:: Data shown ::

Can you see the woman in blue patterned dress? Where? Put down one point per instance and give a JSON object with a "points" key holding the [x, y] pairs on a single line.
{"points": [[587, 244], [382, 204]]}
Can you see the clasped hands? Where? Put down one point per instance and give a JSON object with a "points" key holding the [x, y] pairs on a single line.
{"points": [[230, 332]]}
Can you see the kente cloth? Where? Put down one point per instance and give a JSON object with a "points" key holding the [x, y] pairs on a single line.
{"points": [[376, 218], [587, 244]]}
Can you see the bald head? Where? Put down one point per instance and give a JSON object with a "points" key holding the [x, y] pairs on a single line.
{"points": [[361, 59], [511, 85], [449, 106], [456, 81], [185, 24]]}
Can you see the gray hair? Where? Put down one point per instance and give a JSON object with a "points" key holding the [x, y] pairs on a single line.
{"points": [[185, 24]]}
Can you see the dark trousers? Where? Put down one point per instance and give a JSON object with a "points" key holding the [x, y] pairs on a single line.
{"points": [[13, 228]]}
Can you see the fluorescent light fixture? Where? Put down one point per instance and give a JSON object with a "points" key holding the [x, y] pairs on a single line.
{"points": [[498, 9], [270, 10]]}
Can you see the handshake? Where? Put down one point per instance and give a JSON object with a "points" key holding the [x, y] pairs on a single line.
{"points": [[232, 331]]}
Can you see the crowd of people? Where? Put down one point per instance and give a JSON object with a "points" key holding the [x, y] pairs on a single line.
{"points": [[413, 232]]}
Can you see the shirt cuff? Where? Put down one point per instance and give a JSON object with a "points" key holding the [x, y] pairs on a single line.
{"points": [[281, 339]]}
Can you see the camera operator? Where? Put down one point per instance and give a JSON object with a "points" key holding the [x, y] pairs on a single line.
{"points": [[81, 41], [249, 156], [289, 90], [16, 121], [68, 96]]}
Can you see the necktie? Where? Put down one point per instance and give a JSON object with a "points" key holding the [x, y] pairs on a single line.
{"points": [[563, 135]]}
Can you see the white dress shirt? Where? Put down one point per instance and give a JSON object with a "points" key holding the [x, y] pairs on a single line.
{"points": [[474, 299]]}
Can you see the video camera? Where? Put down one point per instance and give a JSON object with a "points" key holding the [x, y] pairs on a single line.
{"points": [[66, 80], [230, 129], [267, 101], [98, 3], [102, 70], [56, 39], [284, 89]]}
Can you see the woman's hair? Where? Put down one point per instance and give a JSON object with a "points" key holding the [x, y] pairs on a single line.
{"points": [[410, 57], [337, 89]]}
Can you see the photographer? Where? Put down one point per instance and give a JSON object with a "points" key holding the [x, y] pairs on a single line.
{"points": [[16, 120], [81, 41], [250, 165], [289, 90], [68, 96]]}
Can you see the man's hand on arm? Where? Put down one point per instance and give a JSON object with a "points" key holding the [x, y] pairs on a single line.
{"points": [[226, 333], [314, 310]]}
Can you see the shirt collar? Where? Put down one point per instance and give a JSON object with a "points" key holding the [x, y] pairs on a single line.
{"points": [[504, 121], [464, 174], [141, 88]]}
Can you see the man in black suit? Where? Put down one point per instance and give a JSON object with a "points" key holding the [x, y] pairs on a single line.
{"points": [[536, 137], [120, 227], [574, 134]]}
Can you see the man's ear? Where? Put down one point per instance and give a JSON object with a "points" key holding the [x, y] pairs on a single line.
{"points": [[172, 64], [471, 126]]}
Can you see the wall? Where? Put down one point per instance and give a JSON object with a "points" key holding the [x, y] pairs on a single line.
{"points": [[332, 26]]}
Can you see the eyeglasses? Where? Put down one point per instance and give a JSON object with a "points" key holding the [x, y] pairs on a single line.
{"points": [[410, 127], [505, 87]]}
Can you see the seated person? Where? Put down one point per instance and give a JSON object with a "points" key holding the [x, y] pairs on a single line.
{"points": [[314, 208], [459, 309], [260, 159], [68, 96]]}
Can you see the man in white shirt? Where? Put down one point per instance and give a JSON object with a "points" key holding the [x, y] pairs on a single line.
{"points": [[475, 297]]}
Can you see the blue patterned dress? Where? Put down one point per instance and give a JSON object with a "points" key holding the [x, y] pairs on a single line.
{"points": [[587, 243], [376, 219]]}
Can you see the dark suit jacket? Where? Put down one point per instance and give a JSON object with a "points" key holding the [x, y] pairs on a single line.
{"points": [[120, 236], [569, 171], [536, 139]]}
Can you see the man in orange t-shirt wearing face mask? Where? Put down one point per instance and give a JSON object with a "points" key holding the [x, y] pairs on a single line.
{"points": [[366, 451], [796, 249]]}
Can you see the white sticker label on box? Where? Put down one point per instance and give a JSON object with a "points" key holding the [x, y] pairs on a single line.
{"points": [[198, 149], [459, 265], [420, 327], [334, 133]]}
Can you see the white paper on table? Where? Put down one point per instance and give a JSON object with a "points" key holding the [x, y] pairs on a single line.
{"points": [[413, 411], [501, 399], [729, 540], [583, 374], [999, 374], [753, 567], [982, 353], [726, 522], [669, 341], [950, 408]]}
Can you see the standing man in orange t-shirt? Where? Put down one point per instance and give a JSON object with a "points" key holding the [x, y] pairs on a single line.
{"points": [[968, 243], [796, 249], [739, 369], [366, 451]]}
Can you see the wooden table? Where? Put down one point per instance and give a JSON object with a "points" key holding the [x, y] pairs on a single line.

:::

Give back the data above exactly as it appears.

Can you see the woman in blue patterned dress? Where? Put down one point per instance and give a JSON object with a "points" key holding the [x, y] pairs on a single line.
{"points": [[587, 244], [382, 204]]}
Can you see the clasped hands? Where? Put down one point per instance and give a JSON object with a "points" key holding the [x, y] pairs on a single line.
{"points": [[230, 332]]}
Can you see the kente cloth? Where? Put down one point per instance and give a JSON object with a "points" key holding the [x, y] pairs on a single line.
{"points": [[376, 218], [587, 244]]}
Can you see the bald head? Where? Put down one point per instance and give a JSON object with a "points" key holding the [x, y] pairs on a single line.
{"points": [[361, 59], [511, 85], [449, 106], [456, 81], [185, 24]]}
Can you see the gray hair? Where? Put down one point per instance and give a JSON object with a "points" key holding the [x, y] pairs on a single line.
{"points": [[185, 24]]}
Can you see the dark trousers? Where? Put down one point per instance and give a JSON object with a "points" key holding the [x, y] pairs on a single line.
{"points": [[13, 228]]}
Can you see the fluorescent light fixture? Where? Put down one point per instance and give a JSON object with a "points" key holding the [x, y] pairs on a single line.
{"points": [[498, 9], [270, 10]]}
Can you see the handshake? Where? Put down one point per instance and give a JSON object with a "points" key holding the [x, y] pairs on a single line.
{"points": [[232, 331]]}
Can you see the crowd of people? Where? Put down one point per instance and give a JSON object with a "points" key holding the [x, y] pairs on a single line.
{"points": [[413, 232]]}
Can you see the shirt cuff? Where? Put down one point per instance and give a JSON object with a "points" key holding the [x, y] pairs on a single line.
{"points": [[281, 339]]}
Can you see the camera operator? Where? Put down one point per instance and give a JSON object with a "points" key holding the [x, y] pairs on a single line.
{"points": [[81, 41], [249, 156], [289, 90], [16, 121], [68, 96]]}
Can you see the necktie? Where? Put down one point per instance and give a JSON object with a "points" key holding the [x, y] pairs on a single line.
{"points": [[563, 135]]}
Can you see the white dress shirt? Where? Put down one point per instance and give a JSON object with a "points" key holding the [x, y] pairs on a single line.
{"points": [[474, 299]]}
Can you see the video camera? Where? Put down one point per instance and give a JSON object with a "points" key holding the [x, y] pairs on a single line.
{"points": [[66, 80], [230, 129], [267, 101], [98, 3], [102, 70], [56, 39], [284, 89]]}
Can you see the woman's hair? Where? Put down one point per instance and give a JSON object with a "points" key holding the [x, y] pairs on a single line.
{"points": [[410, 57], [337, 89]]}
Can you see the photographer? Where? Put down one point per instance and give a JSON object with a "points" key holding the [x, y] pairs on a single line.
{"points": [[16, 120], [81, 41], [250, 165], [289, 90], [68, 96]]}
Can you see the man's hand on arm? Where? Put down one point per instance and give a JSON object with a "points" key holding the [x, y] pairs on a single line.
{"points": [[226, 333], [314, 310]]}
Can you see the shirt collar? Where? Put down one point per instance and give a JSON object with a "points" key holding the [x, y] pairs on a single line.
{"points": [[504, 121], [464, 174], [141, 88]]}
Can you see the man in black suit? Where? Put down one point per instance and give a JSON object with a "points" key holding the [x, y] pairs on a single line.
{"points": [[536, 137], [120, 227], [574, 134]]}
Can you see the man's ear? Where? Put down one point per instance and give a JSON object with a "points" key holding the [x, y] pairs on a single line.
{"points": [[172, 64], [471, 126]]}
Can you see the wall? Where? Put down one point per instance and give a JSON object with a "points" key holding the [x, y] pairs on a single line.
{"points": [[332, 26]]}
Can you see the eyeglasses? Where? Put down one point per instance and give a JSON object with a "points" key holding the [x, y] pairs on a single line.
{"points": [[410, 127], [505, 87]]}
Can you see the seated person? Where? Put down one point per instance and give a JSON object with a "points" key holding the [x, y] pairs on a single line.
{"points": [[314, 208], [459, 309], [260, 159], [68, 96]]}
Can you see the man in white shirt? Where? Put down one point per instance and give a JSON object with a "points" key holding the [x, y] pairs on a single line.
{"points": [[475, 297]]}
Can you see the blue patterned dress? Where? Put down one point per instance and give a JSON object with a "points" key holding the [x, y] pairs on a single line.
{"points": [[587, 243], [376, 219]]}
Can you see the dark suit jacket? Where? Put down one point per instance and give a JSON object with a "points" key holding the [x, y] pairs on a single line.
{"points": [[120, 236], [569, 171], [536, 139]]}
Can you see the man in orange t-shirt wearing face mask? Where? Put down one point per instance and give a JSON object with a "points" key holding the [x, y] pairs on a single line.
{"points": [[366, 451], [796, 249]]}
Can you see the white sticker label on box? Where? Put down one point per instance and give a JSON object with a "points" key holding the [x, y] pairs on a single line.
{"points": [[198, 149], [459, 265], [420, 327], [334, 133]]}
Can you see the white paper on table? Where? Put down one point per instance and give a JSON object with a "points" key holding the [x, y] pairs on a single line.
{"points": [[413, 411], [501, 399], [729, 540], [583, 374], [999, 374], [753, 567], [982, 353], [726, 522], [669, 341], [950, 408]]}
Can you see the standing man in orange t-shirt? Where? Put down one point per instance and give a JSON object with a "points" key holding the [x, y] pairs on a single line.
{"points": [[968, 243], [796, 249], [739, 369], [366, 451]]}
Can you see the wooden table? Where? Put down one point per instance and give a JSON object with a "points" key holding the [x, y] pairs on a single line.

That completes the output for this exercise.